**Directive a:** Reproduce the passage of the Ralph Fertig interview from "The 1st Amendment" to "the first place?", word for word.

[Start Text passage]

Ralph Fertig: Cog of justice


Since he was in elementary school more than seven decades ago, Ralph Fertig has been, by history’s long calculus, one of the good guys -- a civil rights Freedom Rider, a fighter for the down-and-out and disenfranchised from Washington to Los Angeles, and more recently on behalf of the Kurdish minority in Turkey.

But a dozen or so years ago, the Feds may have made the latter activity illegal -- a 1996 anti-terrorism law deems it a crime to give “material support” to any group that the U.S. considers to be terrorist. The Kurdistan Workers Party, or PKK, the main representative of Kurdish minority rights, was classified as one of those groups.

Fertig has pressed the courts to clarify the right to advocate for a beleaguered people, even if its interests are also represented by a designated terrorist group. Now the Supreme Court will decide. Fertig went to Washington last month to hear his case argued: Is it the language of the law that needs clarifying, or does Fertig’s work for a nonviolent resolution of the Kurds’ conflicts make him an outlaw?


The 1st Amendment is in play here, because as the law stands, even an Op-Ed essay or a sympathetic legal brief could be defined as aid and assistance to a terrorist group. Fertig is 80 years old; he was not quite 30 when he had every one of his ribs broken in a beating by white prisoners in a Selma, Ala., jail. This is an altogether different kind of pain.

How did you come to advise Kurdish nationalists in the first place?

I’m part of a nonprofit organization called the Humanitarian Law Project, involved in national liberation struggles. We were asked to look at this situation. The Kurdish population has lived in the same area for more than 6,000 years. They’re the largest ethnic group in the world without a homeland. Following World War I, it was divided up among Turkey, Syria and Iraq, and in the part controlled by Turkey, they were told, “We’re all Turks now, so no use for your language, no right to name your kids Kurdish names.” It got to be enforced very strictly. The mayor of Diyarbakir, which is 98% Kurdish, was put in jail with a 25-year sentence because he spoke Kurdish. His wife was elected to the Grand National Assembly, and when she went on the floor wearing Kurdish colors, her legislative immunity was revoked and she was thrown in prison. Those are just sort of the glamour stories. At the grass roots, the Turkish government has made it a policy to eliminate the ethnicity.

Are these nationalists terrorists?

In the 1980s I set out to discover, is it a terrorist group or a national liberation group? To be a national liberation group you have to occupy some territory and have a chain of command and be able to exchange prisoners and follow a truce. I went to Kurdistan and found all those things applied to the PKK. So I submitted a paper to the U.N., where the Humanitarian Law Project has permanent consultative status to the human rights commission of the U.N. Then I started bringing people from Kurdistan to speak at the commission. The designation as a terrorist group took place, I believe, before any terrorist activity had taken place. Terrorist activity is basically if you go after any innocent third-party civilians for purposes of terror, and some of that has taken place in recent years, unfortunately.

[End Text passage]
[Start Raw records]

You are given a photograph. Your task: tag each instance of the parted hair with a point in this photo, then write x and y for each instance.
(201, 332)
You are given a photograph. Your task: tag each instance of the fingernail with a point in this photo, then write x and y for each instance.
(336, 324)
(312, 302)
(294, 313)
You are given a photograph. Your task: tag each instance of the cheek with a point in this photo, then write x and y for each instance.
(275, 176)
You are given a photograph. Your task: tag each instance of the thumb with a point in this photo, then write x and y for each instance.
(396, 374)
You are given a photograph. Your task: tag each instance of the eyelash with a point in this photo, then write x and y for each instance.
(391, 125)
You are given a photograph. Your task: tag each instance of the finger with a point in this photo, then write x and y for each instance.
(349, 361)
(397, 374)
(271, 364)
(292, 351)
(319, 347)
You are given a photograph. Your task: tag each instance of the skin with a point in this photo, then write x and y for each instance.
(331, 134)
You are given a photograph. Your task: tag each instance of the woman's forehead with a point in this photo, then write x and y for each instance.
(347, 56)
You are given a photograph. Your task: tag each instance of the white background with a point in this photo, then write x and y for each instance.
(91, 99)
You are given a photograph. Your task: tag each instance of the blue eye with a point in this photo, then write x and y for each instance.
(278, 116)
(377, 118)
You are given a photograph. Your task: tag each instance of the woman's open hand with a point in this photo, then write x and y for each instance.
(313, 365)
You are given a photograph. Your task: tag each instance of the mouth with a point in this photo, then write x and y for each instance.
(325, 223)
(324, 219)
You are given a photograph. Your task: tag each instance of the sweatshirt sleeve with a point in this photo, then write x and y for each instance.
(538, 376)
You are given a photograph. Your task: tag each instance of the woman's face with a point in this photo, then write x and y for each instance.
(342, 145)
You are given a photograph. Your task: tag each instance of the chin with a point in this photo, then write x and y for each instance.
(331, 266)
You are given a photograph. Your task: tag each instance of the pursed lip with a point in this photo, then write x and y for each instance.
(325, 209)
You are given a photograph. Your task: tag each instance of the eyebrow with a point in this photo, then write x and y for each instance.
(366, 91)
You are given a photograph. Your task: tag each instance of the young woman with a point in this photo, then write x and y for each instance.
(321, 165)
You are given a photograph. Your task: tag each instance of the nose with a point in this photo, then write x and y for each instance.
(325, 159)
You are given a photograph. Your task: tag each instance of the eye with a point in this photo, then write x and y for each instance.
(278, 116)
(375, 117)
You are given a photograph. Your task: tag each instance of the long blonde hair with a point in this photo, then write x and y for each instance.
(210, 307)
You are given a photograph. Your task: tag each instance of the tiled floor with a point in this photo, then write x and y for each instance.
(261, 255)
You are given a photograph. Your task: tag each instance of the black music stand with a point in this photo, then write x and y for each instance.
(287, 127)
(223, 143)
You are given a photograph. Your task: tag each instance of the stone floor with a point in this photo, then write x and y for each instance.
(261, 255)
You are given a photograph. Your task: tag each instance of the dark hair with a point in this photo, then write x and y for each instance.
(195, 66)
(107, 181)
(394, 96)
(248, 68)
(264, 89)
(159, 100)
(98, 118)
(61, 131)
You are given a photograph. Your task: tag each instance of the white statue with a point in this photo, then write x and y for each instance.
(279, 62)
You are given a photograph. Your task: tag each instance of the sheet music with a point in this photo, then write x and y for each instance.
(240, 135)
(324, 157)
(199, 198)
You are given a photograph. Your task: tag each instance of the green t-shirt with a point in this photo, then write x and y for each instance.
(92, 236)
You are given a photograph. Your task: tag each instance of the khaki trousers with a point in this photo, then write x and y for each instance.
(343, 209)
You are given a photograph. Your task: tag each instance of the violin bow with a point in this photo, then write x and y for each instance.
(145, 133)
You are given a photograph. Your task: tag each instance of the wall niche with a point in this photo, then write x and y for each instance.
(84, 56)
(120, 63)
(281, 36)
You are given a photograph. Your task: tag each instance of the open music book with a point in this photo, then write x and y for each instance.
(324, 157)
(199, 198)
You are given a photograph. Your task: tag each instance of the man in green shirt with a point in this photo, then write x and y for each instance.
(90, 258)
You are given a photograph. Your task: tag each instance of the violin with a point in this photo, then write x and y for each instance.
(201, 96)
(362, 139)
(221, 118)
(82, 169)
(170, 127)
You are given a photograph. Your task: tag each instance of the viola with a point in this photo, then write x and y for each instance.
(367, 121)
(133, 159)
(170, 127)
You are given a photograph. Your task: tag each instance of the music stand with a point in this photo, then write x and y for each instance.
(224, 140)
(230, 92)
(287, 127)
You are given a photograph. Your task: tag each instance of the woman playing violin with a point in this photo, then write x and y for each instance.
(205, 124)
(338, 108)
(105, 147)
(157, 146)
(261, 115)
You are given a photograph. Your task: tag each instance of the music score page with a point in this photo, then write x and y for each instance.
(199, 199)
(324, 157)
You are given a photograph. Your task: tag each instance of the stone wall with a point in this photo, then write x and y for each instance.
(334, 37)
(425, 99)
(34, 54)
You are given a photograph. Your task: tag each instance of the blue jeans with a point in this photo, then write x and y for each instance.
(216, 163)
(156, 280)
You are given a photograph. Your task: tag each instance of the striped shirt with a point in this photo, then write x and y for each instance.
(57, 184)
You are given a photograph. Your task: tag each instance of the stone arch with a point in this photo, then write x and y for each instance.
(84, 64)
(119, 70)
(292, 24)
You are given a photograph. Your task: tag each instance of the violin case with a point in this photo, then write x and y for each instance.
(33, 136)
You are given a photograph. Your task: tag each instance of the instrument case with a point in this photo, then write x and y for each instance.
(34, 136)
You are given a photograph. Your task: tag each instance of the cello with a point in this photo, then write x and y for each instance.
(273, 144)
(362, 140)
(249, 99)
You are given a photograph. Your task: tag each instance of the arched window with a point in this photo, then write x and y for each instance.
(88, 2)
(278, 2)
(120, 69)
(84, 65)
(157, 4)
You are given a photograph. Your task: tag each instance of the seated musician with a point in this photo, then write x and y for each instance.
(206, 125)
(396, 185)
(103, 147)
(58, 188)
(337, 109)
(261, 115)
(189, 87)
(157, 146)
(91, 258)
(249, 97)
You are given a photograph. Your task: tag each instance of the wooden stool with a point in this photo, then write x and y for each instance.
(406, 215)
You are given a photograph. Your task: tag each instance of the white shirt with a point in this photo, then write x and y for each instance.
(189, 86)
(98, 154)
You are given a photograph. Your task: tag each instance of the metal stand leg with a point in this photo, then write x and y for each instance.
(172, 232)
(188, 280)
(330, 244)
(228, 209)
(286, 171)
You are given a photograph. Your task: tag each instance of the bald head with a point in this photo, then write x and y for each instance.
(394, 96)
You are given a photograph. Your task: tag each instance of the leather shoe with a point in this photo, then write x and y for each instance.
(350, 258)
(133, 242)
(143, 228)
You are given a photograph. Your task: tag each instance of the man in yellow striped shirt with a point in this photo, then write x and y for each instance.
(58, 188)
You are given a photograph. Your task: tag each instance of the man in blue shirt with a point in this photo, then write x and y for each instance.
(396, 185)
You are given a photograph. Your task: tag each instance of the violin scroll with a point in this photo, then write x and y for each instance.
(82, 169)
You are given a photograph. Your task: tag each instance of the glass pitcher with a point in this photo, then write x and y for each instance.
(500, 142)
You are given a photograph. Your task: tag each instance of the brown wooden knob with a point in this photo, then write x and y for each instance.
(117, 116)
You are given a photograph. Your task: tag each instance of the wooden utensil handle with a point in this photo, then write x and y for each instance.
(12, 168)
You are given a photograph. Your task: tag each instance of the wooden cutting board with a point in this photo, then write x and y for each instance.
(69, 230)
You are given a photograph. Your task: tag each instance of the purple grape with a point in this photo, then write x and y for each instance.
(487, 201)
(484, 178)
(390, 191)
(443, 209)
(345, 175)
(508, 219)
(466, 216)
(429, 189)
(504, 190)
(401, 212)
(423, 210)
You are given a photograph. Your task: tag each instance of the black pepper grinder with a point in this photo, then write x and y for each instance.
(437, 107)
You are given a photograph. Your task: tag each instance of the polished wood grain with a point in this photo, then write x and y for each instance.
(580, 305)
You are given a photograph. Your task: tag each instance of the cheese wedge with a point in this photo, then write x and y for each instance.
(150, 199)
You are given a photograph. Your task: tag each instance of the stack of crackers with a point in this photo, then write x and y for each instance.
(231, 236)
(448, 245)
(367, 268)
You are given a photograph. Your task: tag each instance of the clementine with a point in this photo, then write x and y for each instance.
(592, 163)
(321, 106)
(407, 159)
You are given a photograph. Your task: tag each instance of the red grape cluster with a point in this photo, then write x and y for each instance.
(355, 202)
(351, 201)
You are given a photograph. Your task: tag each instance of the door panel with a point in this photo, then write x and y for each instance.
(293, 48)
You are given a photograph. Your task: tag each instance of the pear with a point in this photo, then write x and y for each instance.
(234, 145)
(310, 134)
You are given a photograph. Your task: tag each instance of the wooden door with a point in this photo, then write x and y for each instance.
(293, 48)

[End Raw records]

**Directive b:** Gather every line from the rows above that contains the word "wooden".

**Solution a:**
The 1st Amendment is in play here, because as the law stands, even an Op-Ed essay or a sympathetic legal brief could be defined as aid and assistance to a terrorist group. Fertig is 80 years old; he was not quite 30 when he had every one of his ribs broken in a beating by white prisoners in a Selma, Ala., jail. This is an altogether different kind of pain.

How did you come to advise Kurdish nationalists in the first place?

**Solution b:**
You are given a photograph. Your task: tag each instance of the wooden stool with a point in this photo, then write x and y for each instance.
You are given a photograph. Your task: tag each instance of the brown wooden knob with a point in this photo, then write x and y for each instance.
You are given a photograph. Your task: tag each instance of the wooden utensil handle with a point in this photo, then write x and y for each instance.
You are given a photograph. Your task: tag each instance of the wooden cutting board with a point in this photo, then write x and y for each instance.
You are given a photograph. Your task: tag each instance of the wooden door with a point in this photo, then write x and y for each instance.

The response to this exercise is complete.